(Natural-language object grounding data)
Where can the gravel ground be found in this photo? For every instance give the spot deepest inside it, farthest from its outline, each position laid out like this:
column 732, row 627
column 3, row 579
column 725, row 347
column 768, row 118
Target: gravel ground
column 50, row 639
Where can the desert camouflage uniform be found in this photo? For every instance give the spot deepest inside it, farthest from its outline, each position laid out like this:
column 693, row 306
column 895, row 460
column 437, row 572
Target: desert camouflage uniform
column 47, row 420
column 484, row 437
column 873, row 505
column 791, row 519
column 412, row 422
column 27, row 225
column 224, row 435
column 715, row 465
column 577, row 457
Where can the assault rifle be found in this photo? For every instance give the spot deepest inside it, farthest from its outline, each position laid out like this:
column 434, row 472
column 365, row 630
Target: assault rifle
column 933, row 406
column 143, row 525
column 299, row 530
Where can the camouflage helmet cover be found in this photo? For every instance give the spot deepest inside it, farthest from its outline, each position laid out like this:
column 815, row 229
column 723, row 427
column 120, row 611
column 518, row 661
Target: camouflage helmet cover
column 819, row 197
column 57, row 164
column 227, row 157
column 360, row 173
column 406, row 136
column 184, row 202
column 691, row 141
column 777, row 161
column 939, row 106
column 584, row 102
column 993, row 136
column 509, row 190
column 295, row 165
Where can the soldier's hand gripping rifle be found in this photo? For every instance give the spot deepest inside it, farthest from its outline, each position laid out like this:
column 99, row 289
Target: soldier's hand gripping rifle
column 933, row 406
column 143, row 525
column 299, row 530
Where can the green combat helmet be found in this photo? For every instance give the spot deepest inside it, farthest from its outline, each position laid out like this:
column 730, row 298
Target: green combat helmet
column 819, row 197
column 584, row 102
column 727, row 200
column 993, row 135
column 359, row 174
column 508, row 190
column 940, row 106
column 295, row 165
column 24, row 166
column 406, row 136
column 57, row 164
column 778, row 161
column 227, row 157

**Your objective:** Count the lines of the records that include the word "instance", please, and report the number alone.

**Exercise result:** 6